Collected data entries

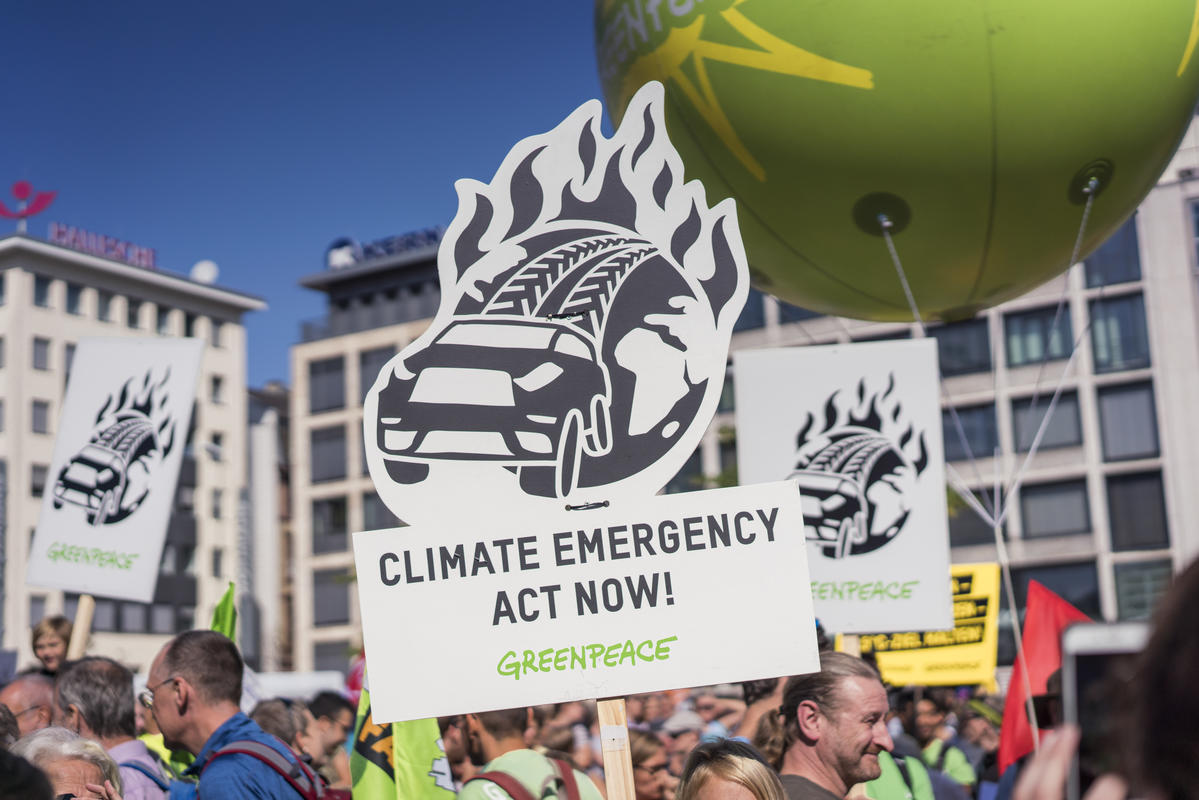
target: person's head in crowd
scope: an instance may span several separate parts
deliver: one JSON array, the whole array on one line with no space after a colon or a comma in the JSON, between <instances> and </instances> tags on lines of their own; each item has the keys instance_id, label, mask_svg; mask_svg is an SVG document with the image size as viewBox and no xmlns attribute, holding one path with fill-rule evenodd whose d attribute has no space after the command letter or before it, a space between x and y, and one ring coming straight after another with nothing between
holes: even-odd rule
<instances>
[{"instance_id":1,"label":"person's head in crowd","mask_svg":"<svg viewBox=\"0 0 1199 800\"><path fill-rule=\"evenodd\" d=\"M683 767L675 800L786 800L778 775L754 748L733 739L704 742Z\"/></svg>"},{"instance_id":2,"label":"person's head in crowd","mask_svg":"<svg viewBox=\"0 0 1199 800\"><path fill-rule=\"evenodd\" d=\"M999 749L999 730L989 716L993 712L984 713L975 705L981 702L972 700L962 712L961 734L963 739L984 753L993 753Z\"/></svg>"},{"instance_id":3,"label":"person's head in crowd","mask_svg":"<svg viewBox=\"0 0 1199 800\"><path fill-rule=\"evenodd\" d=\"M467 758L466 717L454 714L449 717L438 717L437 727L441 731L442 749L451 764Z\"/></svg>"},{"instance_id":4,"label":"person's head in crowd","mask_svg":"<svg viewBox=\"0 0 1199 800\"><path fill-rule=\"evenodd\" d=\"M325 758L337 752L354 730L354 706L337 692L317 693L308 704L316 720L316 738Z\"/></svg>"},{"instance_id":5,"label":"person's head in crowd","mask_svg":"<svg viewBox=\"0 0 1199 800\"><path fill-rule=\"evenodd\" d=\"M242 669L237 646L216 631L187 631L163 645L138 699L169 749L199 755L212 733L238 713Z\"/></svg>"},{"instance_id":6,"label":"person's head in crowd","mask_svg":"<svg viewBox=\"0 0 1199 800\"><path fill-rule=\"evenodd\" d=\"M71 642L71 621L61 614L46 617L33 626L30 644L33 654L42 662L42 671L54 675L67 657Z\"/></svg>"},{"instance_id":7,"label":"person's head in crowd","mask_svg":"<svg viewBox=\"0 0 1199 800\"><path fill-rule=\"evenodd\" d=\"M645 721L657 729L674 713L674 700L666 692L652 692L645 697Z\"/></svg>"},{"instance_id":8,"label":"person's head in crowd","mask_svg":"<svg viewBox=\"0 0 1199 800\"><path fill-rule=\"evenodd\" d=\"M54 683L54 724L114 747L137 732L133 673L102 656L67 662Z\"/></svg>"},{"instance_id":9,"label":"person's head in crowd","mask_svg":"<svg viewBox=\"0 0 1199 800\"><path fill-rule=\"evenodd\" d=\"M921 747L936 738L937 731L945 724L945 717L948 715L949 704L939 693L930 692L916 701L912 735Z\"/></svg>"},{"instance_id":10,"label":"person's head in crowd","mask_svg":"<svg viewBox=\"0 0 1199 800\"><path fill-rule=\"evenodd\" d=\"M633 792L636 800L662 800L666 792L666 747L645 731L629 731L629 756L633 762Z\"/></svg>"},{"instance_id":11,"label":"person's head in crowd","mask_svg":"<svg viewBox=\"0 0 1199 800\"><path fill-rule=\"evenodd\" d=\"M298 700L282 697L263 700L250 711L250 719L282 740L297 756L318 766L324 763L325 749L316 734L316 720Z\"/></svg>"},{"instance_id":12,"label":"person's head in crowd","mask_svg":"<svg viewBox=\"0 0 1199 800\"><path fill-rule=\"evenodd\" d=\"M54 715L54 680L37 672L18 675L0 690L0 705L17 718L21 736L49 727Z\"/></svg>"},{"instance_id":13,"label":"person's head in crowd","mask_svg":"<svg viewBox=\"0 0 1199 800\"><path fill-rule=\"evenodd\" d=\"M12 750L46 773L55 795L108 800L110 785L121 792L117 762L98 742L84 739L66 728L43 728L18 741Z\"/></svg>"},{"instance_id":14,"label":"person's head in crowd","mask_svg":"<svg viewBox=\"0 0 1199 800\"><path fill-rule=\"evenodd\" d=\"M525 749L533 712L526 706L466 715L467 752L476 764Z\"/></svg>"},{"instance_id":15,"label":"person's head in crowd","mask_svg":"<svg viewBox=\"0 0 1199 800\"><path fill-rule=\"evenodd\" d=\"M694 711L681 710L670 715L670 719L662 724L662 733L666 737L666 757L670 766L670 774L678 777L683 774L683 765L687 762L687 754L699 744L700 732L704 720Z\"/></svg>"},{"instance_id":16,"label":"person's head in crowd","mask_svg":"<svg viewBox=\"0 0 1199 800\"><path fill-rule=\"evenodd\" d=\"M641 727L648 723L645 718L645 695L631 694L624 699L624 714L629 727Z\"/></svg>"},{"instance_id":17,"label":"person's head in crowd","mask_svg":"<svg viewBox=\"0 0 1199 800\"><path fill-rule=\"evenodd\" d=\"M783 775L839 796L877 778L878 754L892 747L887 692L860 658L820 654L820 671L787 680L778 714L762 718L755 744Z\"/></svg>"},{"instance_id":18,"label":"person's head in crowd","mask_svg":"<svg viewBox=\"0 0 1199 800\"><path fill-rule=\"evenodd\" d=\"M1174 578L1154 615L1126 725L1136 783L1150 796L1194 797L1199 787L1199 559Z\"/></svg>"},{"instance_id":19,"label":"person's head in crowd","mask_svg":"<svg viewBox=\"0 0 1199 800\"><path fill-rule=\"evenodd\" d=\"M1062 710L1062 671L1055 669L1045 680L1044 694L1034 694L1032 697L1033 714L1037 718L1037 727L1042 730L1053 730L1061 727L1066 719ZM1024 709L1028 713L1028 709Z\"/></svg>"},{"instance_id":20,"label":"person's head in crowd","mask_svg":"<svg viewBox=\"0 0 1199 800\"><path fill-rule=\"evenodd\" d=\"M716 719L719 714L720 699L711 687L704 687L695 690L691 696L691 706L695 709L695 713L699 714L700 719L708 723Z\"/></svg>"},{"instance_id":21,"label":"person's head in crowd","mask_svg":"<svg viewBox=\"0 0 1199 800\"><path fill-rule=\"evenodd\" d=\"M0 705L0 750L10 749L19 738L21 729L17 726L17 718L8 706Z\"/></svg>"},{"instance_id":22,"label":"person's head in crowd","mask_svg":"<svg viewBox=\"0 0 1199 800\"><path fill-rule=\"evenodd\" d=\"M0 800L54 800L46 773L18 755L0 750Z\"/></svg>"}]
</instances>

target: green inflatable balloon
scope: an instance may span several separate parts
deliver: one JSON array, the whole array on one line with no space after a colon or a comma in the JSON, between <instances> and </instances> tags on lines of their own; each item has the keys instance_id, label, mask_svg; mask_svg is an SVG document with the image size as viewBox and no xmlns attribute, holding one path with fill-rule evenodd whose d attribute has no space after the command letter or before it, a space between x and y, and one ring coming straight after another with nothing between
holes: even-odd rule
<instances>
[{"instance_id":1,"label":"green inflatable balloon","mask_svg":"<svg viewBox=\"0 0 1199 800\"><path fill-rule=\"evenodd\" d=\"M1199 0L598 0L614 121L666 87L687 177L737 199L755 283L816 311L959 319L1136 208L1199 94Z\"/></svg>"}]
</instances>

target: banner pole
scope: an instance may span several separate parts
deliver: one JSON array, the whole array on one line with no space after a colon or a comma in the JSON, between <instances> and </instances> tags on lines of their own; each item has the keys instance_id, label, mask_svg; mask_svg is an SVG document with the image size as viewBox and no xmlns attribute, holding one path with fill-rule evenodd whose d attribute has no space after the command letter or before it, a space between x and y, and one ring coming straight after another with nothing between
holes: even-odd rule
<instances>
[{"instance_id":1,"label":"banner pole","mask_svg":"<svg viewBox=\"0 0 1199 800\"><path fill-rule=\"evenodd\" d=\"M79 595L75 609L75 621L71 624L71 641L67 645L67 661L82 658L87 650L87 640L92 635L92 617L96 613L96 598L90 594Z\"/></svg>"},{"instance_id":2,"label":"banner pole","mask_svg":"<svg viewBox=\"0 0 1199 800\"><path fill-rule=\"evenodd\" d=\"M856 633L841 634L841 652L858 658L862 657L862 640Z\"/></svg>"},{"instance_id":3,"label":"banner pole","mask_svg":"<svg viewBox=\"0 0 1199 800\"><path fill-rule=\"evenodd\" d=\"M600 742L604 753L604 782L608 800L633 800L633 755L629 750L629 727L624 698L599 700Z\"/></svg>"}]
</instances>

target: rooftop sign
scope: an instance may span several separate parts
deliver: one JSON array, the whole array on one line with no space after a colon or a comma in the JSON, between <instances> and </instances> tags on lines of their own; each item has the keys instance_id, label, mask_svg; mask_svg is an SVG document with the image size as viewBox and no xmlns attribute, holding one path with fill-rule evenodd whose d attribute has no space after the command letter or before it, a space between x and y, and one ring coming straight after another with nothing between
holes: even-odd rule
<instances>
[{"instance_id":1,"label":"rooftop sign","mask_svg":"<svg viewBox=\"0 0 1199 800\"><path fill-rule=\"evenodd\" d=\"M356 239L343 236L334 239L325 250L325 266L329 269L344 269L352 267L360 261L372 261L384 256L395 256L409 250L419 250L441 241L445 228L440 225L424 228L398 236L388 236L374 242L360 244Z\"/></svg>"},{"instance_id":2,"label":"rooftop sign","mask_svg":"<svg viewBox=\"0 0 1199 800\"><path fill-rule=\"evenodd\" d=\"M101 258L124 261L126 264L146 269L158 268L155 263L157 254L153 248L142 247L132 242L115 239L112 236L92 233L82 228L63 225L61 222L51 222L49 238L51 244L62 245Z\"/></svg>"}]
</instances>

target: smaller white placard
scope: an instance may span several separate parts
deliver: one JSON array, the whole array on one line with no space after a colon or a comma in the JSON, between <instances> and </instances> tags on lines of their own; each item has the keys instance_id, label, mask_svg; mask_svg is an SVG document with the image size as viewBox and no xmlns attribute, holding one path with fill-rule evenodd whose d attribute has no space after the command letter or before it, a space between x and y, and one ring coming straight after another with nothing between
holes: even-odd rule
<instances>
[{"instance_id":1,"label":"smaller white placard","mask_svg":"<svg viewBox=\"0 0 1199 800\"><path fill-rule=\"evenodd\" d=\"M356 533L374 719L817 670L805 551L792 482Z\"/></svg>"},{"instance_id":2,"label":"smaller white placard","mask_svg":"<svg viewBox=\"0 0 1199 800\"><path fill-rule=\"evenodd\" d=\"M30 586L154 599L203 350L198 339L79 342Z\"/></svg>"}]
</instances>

- **What you have to do**
Filter the preceding entries down to the lines with "target".

- **Answer for this exercise**
target: person's head in crowd
target: green inflatable balloon
target: banner pole
target: rooftop sign
target: smaller white placard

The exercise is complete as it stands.